▶ DATA SUPPLIED
↓

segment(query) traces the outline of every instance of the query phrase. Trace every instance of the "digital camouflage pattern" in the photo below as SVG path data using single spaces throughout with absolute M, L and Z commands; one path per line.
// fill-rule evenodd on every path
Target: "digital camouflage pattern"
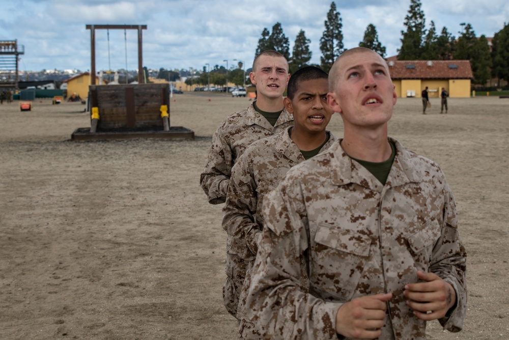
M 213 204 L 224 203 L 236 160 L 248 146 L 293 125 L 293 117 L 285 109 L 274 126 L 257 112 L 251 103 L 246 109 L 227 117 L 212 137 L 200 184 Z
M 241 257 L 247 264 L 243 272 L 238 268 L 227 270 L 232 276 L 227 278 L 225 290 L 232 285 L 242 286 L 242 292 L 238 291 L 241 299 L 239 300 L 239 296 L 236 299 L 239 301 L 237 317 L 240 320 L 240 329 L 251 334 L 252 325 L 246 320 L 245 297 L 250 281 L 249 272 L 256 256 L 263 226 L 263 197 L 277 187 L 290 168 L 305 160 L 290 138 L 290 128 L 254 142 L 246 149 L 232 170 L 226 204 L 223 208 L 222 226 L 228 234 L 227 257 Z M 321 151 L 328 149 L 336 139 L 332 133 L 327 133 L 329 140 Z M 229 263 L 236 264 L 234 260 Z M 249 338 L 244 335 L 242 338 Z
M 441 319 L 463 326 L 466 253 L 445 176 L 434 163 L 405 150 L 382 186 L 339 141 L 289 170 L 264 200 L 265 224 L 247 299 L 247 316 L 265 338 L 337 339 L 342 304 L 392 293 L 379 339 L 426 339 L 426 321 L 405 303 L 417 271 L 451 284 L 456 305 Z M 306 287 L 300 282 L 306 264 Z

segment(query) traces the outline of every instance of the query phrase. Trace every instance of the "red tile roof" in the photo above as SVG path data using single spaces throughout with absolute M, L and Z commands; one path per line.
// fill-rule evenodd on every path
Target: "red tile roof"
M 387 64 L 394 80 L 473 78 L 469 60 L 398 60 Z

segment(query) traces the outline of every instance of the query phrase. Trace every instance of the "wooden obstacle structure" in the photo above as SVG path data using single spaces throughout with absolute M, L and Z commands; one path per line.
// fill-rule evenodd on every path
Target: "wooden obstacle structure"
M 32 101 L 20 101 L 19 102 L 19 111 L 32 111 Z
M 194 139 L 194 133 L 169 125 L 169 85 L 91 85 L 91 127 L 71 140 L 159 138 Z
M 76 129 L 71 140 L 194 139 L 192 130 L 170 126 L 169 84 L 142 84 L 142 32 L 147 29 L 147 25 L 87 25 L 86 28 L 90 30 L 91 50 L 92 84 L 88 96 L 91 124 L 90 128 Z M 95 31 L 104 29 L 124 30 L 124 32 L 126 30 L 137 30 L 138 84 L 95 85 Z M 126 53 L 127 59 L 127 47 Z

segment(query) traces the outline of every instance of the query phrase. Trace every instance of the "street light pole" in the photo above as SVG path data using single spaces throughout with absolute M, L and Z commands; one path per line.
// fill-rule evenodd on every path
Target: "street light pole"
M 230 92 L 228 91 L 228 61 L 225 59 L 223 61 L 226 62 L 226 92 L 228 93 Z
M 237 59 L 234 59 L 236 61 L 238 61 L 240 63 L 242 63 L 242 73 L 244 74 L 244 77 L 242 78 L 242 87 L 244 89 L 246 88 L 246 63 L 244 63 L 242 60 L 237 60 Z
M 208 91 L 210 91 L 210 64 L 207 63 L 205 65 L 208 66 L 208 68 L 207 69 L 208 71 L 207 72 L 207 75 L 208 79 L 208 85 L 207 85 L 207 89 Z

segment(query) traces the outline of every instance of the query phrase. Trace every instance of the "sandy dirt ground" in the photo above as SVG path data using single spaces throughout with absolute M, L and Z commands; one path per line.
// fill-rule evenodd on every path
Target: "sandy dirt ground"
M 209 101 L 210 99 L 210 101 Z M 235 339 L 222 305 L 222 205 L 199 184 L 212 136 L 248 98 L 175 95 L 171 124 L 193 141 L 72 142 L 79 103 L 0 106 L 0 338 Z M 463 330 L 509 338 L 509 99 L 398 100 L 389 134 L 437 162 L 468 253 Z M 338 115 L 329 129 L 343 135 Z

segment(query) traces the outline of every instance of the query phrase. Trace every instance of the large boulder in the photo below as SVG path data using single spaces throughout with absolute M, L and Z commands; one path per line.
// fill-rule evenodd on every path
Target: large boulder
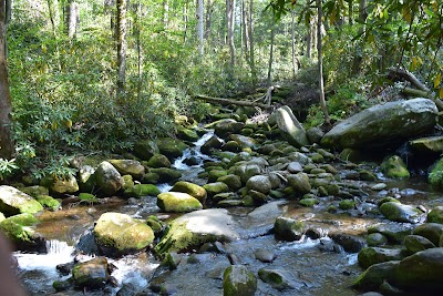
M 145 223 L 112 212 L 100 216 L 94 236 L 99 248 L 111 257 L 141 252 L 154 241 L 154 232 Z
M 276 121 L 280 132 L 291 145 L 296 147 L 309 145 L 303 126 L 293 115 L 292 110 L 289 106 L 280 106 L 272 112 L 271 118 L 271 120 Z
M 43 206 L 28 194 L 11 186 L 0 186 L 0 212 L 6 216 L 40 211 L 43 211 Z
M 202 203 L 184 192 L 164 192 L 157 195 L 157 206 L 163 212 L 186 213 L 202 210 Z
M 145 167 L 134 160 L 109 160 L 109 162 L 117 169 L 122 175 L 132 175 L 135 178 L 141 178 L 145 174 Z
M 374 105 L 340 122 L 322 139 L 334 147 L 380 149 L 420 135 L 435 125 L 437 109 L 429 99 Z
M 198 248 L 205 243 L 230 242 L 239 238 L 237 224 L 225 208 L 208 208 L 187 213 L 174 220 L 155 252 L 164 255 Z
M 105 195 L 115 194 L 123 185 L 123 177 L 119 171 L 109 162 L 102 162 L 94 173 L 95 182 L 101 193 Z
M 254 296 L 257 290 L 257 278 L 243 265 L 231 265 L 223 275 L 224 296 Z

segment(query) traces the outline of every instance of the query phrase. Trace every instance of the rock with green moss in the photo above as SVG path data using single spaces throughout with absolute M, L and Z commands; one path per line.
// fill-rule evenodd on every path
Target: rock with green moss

↑

▶ INSTRUCTIONS TO FOLLOW
Rewrite the rows from the line containing "of the rock" through the last row, inclusive, replacing "green moss" with "lichen" and leaving everything else the same.

▶ RESULT FOR THIS TASK
segment(query) traces the outline of every instance of the query phrase. Trace every instance of the rock with lichen in the photo above as SVG path data using single spaces throughout with absolute M, L and Z commands; one path per line.
// fill-rule evenodd on every path
Target: rock with lichen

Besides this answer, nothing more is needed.